* Problem to work on *
In the entries below, find the lines that include "hollyhock" and give their number as the whole reply.

********

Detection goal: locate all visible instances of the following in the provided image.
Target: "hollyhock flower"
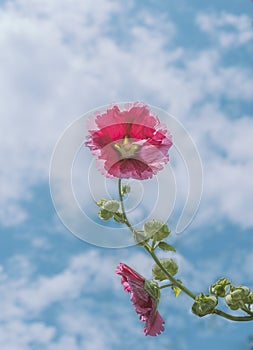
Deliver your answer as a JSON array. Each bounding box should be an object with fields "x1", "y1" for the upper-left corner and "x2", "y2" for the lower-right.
[
  {"x1": 85, "y1": 102, "x2": 172, "y2": 180},
  {"x1": 115, "y1": 262, "x2": 165, "y2": 336}
]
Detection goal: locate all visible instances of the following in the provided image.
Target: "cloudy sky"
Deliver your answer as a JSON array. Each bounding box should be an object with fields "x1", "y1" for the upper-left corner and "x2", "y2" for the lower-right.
[{"x1": 1, "y1": 0, "x2": 253, "y2": 349}]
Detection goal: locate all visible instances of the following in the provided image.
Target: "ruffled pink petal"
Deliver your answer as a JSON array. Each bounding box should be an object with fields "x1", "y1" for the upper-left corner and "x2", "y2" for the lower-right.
[
  {"x1": 85, "y1": 102, "x2": 173, "y2": 179},
  {"x1": 144, "y1": 311, "x2": 165, "y2": 336},
  {"x1": 115, "y1": 263, "x2": 145, "y2": 282},
  {"x1": 116, "y1": 263, "x2": 165, "y2": 336},
  {"x1": 107, "y1": 159, "x2": 153, "y2": 180}
]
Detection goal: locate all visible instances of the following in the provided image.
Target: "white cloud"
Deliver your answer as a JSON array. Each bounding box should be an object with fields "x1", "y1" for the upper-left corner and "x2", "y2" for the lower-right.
[
  {"x1": 196, "y1": 12, "x2": 253, "y2": 48},
  {"x1": 188, "y1": 106, "x2": 253, "y2": 229},
  {"x1": 0, "y1": 321, "x2": 55, "y2": 350},
  {"x1": 0, "y1": 0, "x2": 252, "y2": 234},
  {"x1": 0, "y1": 250, "x2": 120, "y2": 349},
  {"x1": 1, "y1": 2, "x2": 253, "y2": 349},
  {"x1": 0, "y1": 247, "x2": 185, "y2": 349},
  {"x1": 0, "y1": 234, "x2": 252, "y2": 349}
]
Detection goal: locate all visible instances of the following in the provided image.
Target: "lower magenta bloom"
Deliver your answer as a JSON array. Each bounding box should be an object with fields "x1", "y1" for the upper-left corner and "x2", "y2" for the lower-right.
[
  {"x1": 85, "y1": 102, "x2": 172, "y2": 180},
  {"x1": 116, "y1": 262, "x2": 165, "y2": 336}
]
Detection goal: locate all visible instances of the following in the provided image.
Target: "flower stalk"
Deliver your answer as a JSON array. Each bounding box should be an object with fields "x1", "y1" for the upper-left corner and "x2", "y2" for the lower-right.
[
  {"x1": 117, "y1": 178, "x2": 253, "y2": 323},
  {"x1": 86, "y1": 102, "x2": 253, "y2": 335}
]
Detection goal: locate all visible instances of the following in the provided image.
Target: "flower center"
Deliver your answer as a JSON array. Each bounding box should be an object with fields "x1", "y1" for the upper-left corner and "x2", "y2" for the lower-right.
[{"x1": 114, "y1": 136, "x2": 139, "y2": 159}]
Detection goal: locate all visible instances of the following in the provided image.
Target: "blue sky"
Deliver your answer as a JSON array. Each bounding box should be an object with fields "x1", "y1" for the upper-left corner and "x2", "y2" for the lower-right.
[{"x1": 1, "y1": 0, "x2": 253, "y2": 349}]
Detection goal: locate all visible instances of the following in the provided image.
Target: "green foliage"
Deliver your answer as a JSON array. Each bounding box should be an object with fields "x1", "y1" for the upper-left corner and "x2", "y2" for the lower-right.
[
  {"x1": 103, "y1": 200, "x2": 120, "y2": 213},
  {"x1": 133, "y1": 230, "x2": 149, "y2": 245},
  {"x1": 113, "y1": 212, "x2": 125, "y2": 223},
  {"x1": 144, "y1": 279, "x2": 160, "y2": 301},
  {"x1": 225, "y1": 285, "x2": 251, "y2": 310},
  {"x1": 158, "y1": 242, "x2": 176, "y2": 252},
  {"x1": 98, "y1": 208, "x2": 114, "y2": 220},
  {"x1": 152, "y1": 259, "x2": 178, "y2": 281},
  {"x1": 192, "y1": 293, "x2": 218, "y2": 317},
  {"x1": 210, "y1": 277, "x2": 230, "y2": 297},
  {"x1": 143, "y1": 220, "x2": 170, "y2": 242},
  {"x1": 96, "y1": 198, "x2": 121, "y2": 221},
  {"x1": 96, "y1": 198, "x2": 107, "y2": 207},
  {"x1": 122, "y1": 184, "x2": 131, "y2": 195}
]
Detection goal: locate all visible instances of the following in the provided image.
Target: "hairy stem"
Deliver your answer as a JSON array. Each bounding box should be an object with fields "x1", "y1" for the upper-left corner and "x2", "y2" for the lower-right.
[
  {"x1": 117, "y1": 178, "x2": 253, "y2": 323},
  {"x1": 118, "y1": 179, "x2": 196, "y2": 300},
  {"x1": 213, "y1": 309, "x2": 253, "y2": 322},
  {"x1": 144, "y1": 245, "x2": 196, "y2": 299}
]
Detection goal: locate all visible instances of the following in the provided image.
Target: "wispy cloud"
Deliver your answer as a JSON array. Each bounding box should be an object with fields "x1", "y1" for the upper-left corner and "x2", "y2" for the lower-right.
[
  {"x1": 1, "y1": 1, "x2": 252, "y2": 231},
  {"x1": 196, "y1": 12, "x2": 253, "y2": 48}
]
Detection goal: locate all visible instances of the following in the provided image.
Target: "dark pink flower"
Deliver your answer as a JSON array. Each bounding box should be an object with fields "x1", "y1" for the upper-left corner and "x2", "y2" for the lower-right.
[
  {"x1": 115, "y1": 262, "x2": 165, "y2": 336},
  {"x1": 85, "y1": 102, "x2": 172, "y2": 180}
]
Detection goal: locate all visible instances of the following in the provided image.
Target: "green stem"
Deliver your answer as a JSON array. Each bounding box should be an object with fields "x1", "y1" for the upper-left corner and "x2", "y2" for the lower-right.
[
  {"x1": 118, "y1": 179, "x2": 126, "y2": 220},
  {"x1": 117, "y1": 179, "x2": 196, "y2": 300},
  {"x1": 213, "y1": 309, "x2": 253, "y2": 322},
  {"x1": 145, "y1": 245, "x2": 196, "y2": 300},
  {"x1": 160, "y1": 283, "x2": 173, "y2": 290},
  {"x1": 241, "y1": 306, "x2": 253, "y2": 316},
  {"x1": 118, "y1": 179, "x2": 141, "y2": 237},
  {"x1": 117, "y1": 178, "x2": 253, "y2": 323}
]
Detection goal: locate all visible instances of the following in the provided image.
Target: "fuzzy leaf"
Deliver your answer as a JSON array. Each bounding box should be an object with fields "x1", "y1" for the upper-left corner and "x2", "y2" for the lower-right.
[{"x1": 158, "y1": 242, "x2": 176, "y2": 252}]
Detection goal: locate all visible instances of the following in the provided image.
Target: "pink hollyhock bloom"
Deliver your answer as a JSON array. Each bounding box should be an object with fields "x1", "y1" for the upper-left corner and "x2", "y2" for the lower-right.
[
  {"x1": 115, "y1": 262, "x2": 165, "y2": 336},
  {"x1": 85, "y1": 102, "x2": 172, "y2": 180}
]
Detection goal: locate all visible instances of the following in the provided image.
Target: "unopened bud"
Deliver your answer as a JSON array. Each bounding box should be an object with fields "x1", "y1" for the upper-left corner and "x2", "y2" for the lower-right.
[
  {"x1": 210, "y1": 278, "x2": 230, "y2": 297},
  {"x1": 122, "y1": 185, "x2": 131, "y2": 195},
  {"x1": 98, "y1": 209, "x2": 113, "y2": 220},
  {"x1": 192, "y1": 294, "x2": 218, "y2": 317},
  {"x1": 103, "y1": 200, "x2": 120, "y2": 213}
]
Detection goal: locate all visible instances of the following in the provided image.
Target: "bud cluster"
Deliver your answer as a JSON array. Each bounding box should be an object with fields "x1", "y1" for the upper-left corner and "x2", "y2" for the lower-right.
[
  {"x1": 225, "y1": 286, "x2": 253, "y2": 311},
  {"x1": 96, "y1": 199, "x2": 125, "y2": 222},
  {"x1": 209, "y1": 278, "x2": 253, "y2": 314}
]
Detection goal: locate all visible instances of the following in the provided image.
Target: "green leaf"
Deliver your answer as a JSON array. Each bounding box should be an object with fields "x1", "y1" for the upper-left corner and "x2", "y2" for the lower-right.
[
  {"x1": 103, "y1": 200, "x2": 120, "y2": 213},
  {"x1": 133, "y1": 230, "x2": 150, "y2": 246},
  {"x1": 152, "y1": 259, "x2": 178, "y2": 281},
  {"x1": 144, "y1": 280, "x2": 160, "y2": 301},
  {"x1": 98, "y1": 209, "x2": 113, "y2": 220},
  {"x1": 143, "y1": 220, "x2": 170, "y2": 241},
  {"x1": 158, "y1": 242, "x2": 176, "y2": 252}
]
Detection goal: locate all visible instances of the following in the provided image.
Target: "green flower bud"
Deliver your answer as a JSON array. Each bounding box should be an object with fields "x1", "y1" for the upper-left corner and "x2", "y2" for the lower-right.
[
  {"x1": 143, "y1": 220, "x2": 170, "y2": 241},
  {"x1": 152, "y1": 259, "x2": 178, "y2": 281},
  {"x1": 96, "y1": 198, "x2": 107, "y2": 207},
  {"x1": 122, "y1": 184, "x2": 131, "y2": 195},
  {"x1": 225, "y1": 294, "x2": 241, "y2": 310},
  {"x1": 225, "y1": 286, "x2": 251, "y2": 310},
  {"x1": 144, "y1": 279, "x2": 160, "y2": 301},
  {"x1": 103, "y1": 200, "x2": 120, "y2": 213},
  {"x1": 210, "y1": 278, "x2": 230, "y2": 297},
  {"x1": 98, "y1": 209, "x2": 113, "y2": 220},
  {"x1": 244, "y1": 292, "x2": 253, "y2": 304},
  {"x1": 192, "y1": 293, "x2": 218, "y2": 317},
  {"x1": 230, "y1": 286, "x2": 250, "y2": 301}
]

********

* Exercise output *
2